▸ **To do**: Return everything from the start of the records down to the line containing "(1178, 411)", both ends included, copying each line verbatim.
+--
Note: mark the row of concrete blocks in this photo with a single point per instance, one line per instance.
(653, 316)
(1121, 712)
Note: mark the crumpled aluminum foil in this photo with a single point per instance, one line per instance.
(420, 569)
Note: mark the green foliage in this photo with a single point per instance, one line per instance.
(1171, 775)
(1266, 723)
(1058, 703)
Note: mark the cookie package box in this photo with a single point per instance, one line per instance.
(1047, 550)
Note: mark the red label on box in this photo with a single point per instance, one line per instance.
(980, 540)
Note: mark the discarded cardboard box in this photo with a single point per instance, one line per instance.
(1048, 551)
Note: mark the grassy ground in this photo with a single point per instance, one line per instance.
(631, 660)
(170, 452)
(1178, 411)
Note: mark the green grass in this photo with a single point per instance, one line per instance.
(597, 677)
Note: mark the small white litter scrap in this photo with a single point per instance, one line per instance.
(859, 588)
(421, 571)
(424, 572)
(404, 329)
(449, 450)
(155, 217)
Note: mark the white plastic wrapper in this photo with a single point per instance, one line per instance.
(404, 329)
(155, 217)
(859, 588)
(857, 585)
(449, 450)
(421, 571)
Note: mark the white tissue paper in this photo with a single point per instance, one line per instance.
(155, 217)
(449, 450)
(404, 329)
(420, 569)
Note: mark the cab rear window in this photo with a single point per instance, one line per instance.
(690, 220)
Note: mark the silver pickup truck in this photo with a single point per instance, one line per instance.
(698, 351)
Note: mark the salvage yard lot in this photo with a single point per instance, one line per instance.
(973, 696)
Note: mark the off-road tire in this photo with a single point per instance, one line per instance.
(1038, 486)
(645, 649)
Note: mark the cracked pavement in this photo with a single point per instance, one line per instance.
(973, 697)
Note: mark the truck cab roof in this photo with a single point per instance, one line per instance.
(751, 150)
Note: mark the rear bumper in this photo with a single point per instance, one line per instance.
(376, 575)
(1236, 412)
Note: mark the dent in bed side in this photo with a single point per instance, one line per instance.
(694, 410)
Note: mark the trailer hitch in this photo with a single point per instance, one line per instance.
+--
▸ **Reply**:
Note: mark the row of concrete blocks in this photo with a single point per instance, one line per instance.
(653, 316)
(1121, 712)
Note: mark the crumpled aluminum foil in this photo with a single point per instance, one line per instance.
(420, 569)
Note: mark the green foliage in this photo with a single point per instance, one line per instance.
(1171, 775)
(1266, 723)
(1058, 703)
Note: mark the cookie package box in this photo with a single point per instance, one line per instance.
(1047, 550)
Note: mark the red label on box in this photo with a single point per instance, one line per instance.
(980, 540)
Note: mark the discarded cardboard box in this photo with a single point per instance, one line per instance.
(1048, 551)
Note: mark the grassy ground in this photo with a single point per instance, one line per instance.
(631, 660)
(170, 452)
(1178, 411)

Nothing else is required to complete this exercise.